WORK ITEM — If an entry holds an image, leave that image out and transcribe everything else exactly.

PROVIDED DATA START

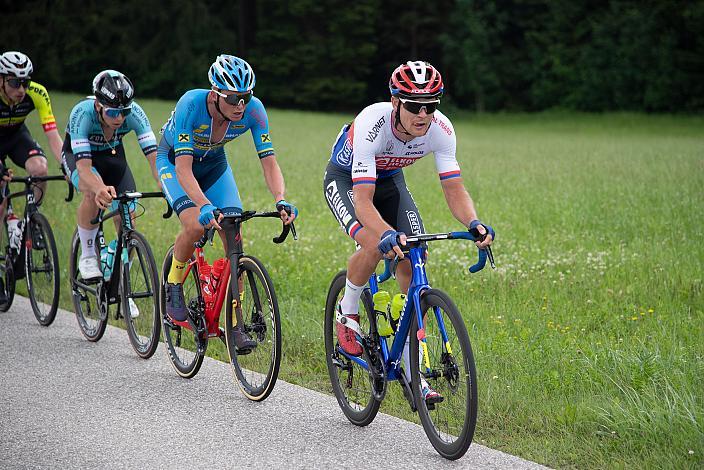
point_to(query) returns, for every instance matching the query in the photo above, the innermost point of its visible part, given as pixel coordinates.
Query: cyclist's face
(232, 112)
(416, 124)
(112, 123)
(15, 95)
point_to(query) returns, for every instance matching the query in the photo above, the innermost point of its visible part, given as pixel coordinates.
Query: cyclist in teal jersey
(195, 175)
(94, 157)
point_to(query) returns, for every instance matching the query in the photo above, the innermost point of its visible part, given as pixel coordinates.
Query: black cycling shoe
(243, 342)
(3, 294)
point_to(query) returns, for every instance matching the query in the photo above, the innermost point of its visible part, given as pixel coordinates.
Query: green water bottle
(381, 306)
(396, 308)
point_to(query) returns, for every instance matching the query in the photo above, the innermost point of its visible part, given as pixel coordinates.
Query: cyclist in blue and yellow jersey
(94, 157)
(195, 175)
(366, 191)
(19, 96)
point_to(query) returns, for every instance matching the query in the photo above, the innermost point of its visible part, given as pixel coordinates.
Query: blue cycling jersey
(189, 129)
(86, 134)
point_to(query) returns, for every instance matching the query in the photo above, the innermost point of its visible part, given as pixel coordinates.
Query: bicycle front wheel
(257, 370)
(7, 272)
(351, 383)
(42, 269)
(91, 313)
(140, 296)
(448, 368)
(186, 350)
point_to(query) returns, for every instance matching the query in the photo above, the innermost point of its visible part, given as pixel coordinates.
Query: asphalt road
(69, 403)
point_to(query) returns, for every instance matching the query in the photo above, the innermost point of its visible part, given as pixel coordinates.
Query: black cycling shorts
(391, 198)
(113, 169)
(20, 146)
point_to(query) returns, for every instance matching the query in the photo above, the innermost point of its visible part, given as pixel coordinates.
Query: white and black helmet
(231, 73)
(113, 89)
(16, 64)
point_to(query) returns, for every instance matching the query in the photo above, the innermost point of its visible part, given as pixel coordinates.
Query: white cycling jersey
(369, 149)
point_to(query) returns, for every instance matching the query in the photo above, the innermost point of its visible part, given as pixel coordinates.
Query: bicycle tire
(185, 358)
(256, 372)
(355, 398)
(42, 264)
(453, 375)
(145, 329)
(7, 272)
(86, 302)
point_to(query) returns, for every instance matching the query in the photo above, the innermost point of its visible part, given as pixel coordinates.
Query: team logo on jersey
(374, 132)
(414, 221)
(344, 156)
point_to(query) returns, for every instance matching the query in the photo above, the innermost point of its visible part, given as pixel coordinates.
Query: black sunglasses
(18, 82)
(236, 99)
(415, 107)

PROVIDED DATA END

TASK SOLUTION —
point_to(query) returns, for every instance matching the query in the photo above, the innermost point of its visible part, given as pixel coordinates.
Query: cyclist's face
(232, 112)
(416, 124)
(112, 123)
(15, 95)
point_to(query) returns, for every instance matching the query in the photo above, the innermost point of its visible part, given as pixel coordinates.
Query: cyclist in teal jersey
(195, 175)
(94, 157)
point_to(query) returns, for every instance matching the query in the photo above, the innermost point of its visible part, given as pixel coordinates.
Query: black cycling shoe
(243, 342)
(3, 294)
point_to(query) returns, for every instance matching the query in the photo above, the innermost point of its visible part, given as pixel coordinates.
Query: green water bottle
(381, 306)
(396, 308)
point_to(query) returns, for every instance matching the query in the photo above, the innermost point of its visible part, given as pixel coordinates.
Query: cyclist in blue and yellow jersey
(94, 157)
(195, 175)
(366, 191)
(19, 96)
point_to(query) returns, for every instance matching the query in the photo above, the innermost point of its visible part, given as pixel coordinates.
Query: blue cycling jersey
(189, 129)
(86, 134)
point_to(query) returns, for every instance matching the query in the photo above, the innermost point of its visible part, given as pixel coordinates.
Query: bicycle front wheel
(257, 370)
(7, 272)
(351, 383)
(42, 269)
(91, 313)
(140, 296)
(448, 368)
(186, 350)
point_to(query) returns, for every instance matching the query in the photo above, the innermost point of its visible part, given as pixel coordinates.
Query: asphalt road
(69, 403)
point_to(query) returns, for every instance matching the query in the photo above, the innermost point of its visible part, given as pixel coordinates.
Query: black cycling shorts
(391, 198)
(113, 169)
(20, 146)
point_to(query) returns, for every instance matching the query in the photo above, the innermost point of its visible part, given as pixel coordinates.
Query: white and black helmet
(231, 73)
(113, 89)
(16, 64)
point_to(query) returns, for every instance matching the query in the photo above, the innermost point of its visible part, given as pixel coordinates.
Query: white cycling jersey
(369, 149)
point_to(query) returns, for every instance matching the query in the photo above, the innermost point of its visible part, given as pixel coordinates.
Query: bicycle tire
(185, 358)
(256, 372)
(355, 398)
(42, 264)
(453, 375)
(145, 329)
(7, 272)
(86, 302)
point_to(query) returns, for every instance matching the query in the photo above, the innermost point of its visible part, given as pixel coordinates.
Query: team logo on jersey
(374, 132)
(414, 221)
(344, 156)
point_to(query) returns, for every instance matching the query in the photo above, the innermost point of its visible part, given as pixel coordinates.
Query: black sunglasses
(18, 82)
(236, 99)
(415, 107)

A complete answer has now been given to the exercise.